- [DESCRIPTION OF THE TASK]: Repeat the lines below verbatim, starting with the line containing "Prove it: the peacock foot" and going on through the line containing "210;277;259;322".

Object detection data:
|---|
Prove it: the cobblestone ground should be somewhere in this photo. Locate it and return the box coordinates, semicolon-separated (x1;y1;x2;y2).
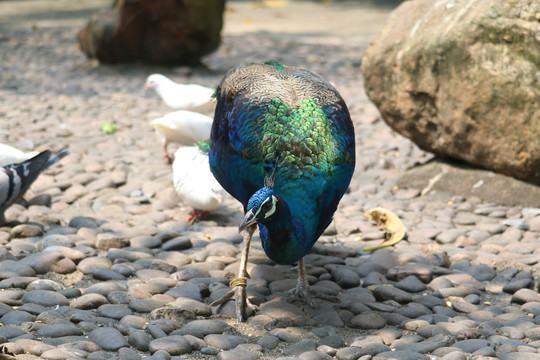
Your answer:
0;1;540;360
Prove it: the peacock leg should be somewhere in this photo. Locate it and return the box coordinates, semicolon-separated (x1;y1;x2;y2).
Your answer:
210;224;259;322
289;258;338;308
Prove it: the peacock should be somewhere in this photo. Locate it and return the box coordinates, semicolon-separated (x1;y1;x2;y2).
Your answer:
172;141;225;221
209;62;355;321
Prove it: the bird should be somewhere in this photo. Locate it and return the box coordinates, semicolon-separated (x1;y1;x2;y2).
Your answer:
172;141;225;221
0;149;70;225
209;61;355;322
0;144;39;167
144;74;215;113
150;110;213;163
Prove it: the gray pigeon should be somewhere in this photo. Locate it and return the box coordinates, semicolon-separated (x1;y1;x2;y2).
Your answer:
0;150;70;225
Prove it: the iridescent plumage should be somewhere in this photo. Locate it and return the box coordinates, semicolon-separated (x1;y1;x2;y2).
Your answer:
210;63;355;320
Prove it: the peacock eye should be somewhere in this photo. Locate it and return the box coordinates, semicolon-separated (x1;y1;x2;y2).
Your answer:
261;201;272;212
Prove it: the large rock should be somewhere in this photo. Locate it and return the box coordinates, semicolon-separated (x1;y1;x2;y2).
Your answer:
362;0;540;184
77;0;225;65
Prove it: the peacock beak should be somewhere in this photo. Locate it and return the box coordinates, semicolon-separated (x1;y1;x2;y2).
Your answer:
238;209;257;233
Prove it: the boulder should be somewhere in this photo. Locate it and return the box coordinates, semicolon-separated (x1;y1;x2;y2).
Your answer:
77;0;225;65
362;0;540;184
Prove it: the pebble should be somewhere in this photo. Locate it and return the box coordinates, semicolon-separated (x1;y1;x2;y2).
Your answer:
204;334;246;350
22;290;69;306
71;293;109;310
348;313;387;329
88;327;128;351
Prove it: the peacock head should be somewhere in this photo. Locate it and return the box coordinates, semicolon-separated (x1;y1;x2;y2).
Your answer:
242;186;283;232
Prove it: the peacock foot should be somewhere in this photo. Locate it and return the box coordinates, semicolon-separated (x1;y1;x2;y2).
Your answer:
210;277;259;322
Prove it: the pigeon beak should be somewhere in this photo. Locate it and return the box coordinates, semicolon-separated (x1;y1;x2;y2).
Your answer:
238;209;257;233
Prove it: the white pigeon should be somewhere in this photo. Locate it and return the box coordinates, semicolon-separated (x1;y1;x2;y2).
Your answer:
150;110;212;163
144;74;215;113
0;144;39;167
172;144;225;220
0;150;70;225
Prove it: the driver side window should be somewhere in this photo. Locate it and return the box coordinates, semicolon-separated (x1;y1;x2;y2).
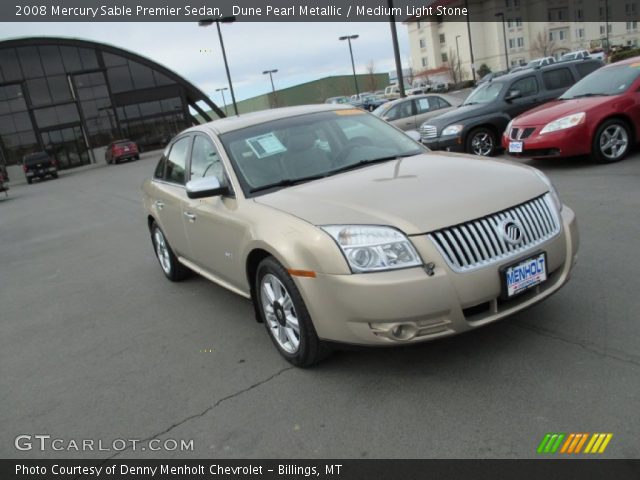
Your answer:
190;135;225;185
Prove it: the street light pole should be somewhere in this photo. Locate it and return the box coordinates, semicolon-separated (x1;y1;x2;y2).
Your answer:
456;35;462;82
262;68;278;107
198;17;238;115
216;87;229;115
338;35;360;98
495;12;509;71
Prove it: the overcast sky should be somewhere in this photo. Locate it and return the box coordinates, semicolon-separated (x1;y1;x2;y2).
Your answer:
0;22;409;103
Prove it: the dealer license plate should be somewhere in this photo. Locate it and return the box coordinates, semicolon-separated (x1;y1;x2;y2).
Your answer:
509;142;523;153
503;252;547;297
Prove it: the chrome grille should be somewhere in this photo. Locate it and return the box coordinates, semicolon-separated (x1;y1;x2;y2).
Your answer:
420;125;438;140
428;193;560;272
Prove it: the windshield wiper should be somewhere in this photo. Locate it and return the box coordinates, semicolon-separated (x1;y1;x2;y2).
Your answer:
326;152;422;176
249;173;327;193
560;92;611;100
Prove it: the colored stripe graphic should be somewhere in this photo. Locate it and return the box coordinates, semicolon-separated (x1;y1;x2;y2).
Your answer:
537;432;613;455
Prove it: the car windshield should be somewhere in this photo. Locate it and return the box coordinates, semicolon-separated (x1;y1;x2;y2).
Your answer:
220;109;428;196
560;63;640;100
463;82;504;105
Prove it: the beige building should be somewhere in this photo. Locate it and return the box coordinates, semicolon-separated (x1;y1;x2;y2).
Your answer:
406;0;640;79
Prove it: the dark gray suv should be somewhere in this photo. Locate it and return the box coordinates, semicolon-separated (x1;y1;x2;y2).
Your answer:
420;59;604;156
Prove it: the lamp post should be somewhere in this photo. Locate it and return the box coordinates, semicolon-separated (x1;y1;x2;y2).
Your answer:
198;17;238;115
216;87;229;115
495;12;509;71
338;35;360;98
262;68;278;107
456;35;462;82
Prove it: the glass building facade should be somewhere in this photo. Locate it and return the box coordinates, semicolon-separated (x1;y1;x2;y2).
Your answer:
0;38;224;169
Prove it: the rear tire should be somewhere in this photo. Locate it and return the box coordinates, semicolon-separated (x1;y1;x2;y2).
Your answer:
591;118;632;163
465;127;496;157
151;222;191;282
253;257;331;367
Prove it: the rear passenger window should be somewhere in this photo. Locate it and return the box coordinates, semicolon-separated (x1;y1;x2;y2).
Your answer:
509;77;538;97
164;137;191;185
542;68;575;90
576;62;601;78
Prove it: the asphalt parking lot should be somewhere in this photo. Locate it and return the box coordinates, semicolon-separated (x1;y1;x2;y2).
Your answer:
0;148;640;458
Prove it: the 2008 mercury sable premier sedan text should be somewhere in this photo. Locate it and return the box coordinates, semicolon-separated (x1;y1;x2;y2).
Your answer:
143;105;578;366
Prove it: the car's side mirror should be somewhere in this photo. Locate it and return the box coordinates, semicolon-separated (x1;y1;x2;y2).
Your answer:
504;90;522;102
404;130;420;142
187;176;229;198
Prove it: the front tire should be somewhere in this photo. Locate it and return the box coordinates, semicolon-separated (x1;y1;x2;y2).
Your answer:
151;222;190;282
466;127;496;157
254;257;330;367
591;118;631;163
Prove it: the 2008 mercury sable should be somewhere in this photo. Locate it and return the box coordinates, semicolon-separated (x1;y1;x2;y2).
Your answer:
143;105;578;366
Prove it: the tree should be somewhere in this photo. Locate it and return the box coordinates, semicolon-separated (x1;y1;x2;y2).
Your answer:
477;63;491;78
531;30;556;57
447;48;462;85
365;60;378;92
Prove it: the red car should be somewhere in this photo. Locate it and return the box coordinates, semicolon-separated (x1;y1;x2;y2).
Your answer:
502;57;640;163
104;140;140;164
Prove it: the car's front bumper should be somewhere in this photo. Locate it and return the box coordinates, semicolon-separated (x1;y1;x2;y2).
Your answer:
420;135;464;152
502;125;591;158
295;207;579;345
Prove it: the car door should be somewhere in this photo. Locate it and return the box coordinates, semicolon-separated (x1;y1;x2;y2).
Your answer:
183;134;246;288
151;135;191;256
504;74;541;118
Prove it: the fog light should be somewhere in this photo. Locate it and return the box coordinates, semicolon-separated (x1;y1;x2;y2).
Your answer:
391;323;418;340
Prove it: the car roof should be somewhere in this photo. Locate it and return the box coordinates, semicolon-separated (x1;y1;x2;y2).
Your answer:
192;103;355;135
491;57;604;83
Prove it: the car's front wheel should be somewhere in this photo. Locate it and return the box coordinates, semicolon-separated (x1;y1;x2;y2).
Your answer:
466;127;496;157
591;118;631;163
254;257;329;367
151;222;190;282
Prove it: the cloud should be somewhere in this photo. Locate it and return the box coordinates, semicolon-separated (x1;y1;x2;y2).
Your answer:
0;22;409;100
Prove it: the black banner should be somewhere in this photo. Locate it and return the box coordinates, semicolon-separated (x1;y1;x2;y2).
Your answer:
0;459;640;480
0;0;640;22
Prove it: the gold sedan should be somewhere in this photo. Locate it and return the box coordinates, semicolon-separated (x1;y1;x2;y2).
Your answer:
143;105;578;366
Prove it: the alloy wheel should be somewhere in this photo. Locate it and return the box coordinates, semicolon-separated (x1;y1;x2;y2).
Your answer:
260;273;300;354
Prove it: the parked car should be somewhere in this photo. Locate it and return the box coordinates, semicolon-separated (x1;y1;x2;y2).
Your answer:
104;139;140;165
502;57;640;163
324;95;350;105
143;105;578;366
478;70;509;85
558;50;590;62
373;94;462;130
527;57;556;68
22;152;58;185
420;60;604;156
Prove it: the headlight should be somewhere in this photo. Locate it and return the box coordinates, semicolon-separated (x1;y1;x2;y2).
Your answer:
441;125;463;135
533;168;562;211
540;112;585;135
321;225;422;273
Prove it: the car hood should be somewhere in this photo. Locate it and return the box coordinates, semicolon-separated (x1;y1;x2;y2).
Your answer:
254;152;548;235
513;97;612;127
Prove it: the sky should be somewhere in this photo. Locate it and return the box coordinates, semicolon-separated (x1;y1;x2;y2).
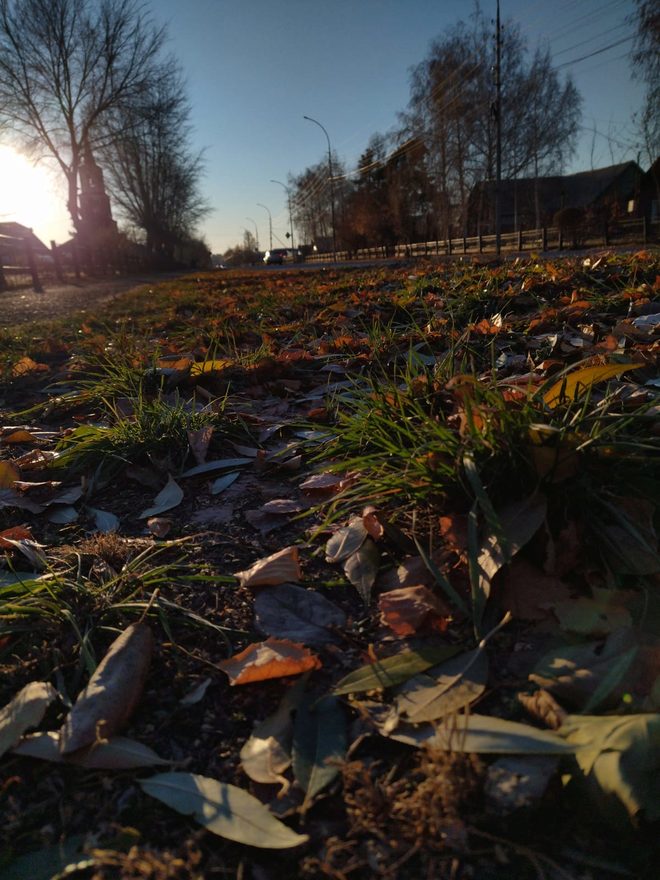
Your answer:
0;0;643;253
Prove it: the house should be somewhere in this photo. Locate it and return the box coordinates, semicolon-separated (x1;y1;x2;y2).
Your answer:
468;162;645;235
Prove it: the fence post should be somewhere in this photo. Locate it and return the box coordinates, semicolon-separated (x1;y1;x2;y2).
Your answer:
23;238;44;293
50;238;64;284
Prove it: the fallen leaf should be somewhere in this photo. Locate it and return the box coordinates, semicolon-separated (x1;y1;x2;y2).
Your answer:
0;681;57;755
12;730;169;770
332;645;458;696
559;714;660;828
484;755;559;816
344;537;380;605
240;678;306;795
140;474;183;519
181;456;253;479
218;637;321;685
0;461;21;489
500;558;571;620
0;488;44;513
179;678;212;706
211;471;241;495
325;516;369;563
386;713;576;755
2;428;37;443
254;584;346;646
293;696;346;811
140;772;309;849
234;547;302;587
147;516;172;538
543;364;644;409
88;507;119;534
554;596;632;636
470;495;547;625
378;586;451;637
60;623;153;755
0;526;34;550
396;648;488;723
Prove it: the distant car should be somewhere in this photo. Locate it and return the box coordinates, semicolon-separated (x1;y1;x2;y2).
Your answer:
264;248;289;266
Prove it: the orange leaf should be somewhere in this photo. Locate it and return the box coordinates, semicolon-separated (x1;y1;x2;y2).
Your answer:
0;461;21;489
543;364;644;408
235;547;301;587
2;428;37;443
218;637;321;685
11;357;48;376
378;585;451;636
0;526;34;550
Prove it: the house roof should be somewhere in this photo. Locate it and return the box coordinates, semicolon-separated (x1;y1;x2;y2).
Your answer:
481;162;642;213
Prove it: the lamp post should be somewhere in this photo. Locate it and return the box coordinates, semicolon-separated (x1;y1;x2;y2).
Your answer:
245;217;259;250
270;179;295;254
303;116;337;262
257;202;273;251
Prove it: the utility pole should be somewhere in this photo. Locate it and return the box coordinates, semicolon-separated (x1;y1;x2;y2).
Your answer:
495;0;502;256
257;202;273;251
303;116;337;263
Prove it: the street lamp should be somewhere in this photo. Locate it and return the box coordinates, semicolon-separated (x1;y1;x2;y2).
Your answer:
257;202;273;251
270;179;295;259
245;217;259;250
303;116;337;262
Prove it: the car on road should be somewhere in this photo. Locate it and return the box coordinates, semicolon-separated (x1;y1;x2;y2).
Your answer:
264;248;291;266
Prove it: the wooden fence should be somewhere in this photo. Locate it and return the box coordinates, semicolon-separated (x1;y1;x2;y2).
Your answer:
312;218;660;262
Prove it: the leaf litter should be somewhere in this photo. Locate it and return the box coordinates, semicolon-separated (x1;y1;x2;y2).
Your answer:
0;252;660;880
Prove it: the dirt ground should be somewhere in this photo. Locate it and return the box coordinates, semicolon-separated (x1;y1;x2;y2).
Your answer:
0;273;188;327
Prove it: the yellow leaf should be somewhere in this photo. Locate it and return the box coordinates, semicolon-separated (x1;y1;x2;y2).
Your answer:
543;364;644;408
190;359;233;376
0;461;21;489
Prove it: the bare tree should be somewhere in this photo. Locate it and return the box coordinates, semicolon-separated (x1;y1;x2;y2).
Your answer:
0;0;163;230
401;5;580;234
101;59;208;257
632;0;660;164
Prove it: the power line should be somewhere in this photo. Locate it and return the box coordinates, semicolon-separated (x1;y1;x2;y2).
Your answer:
|---|
- [ANSWER TO THE PROBLEM]:
Prove it: the peacock foot should be somewhere in this photo. Locate it and return the box coordinates, semicolon-separated (x1;y1;x2;y2).
Your answer:
210;277;259;322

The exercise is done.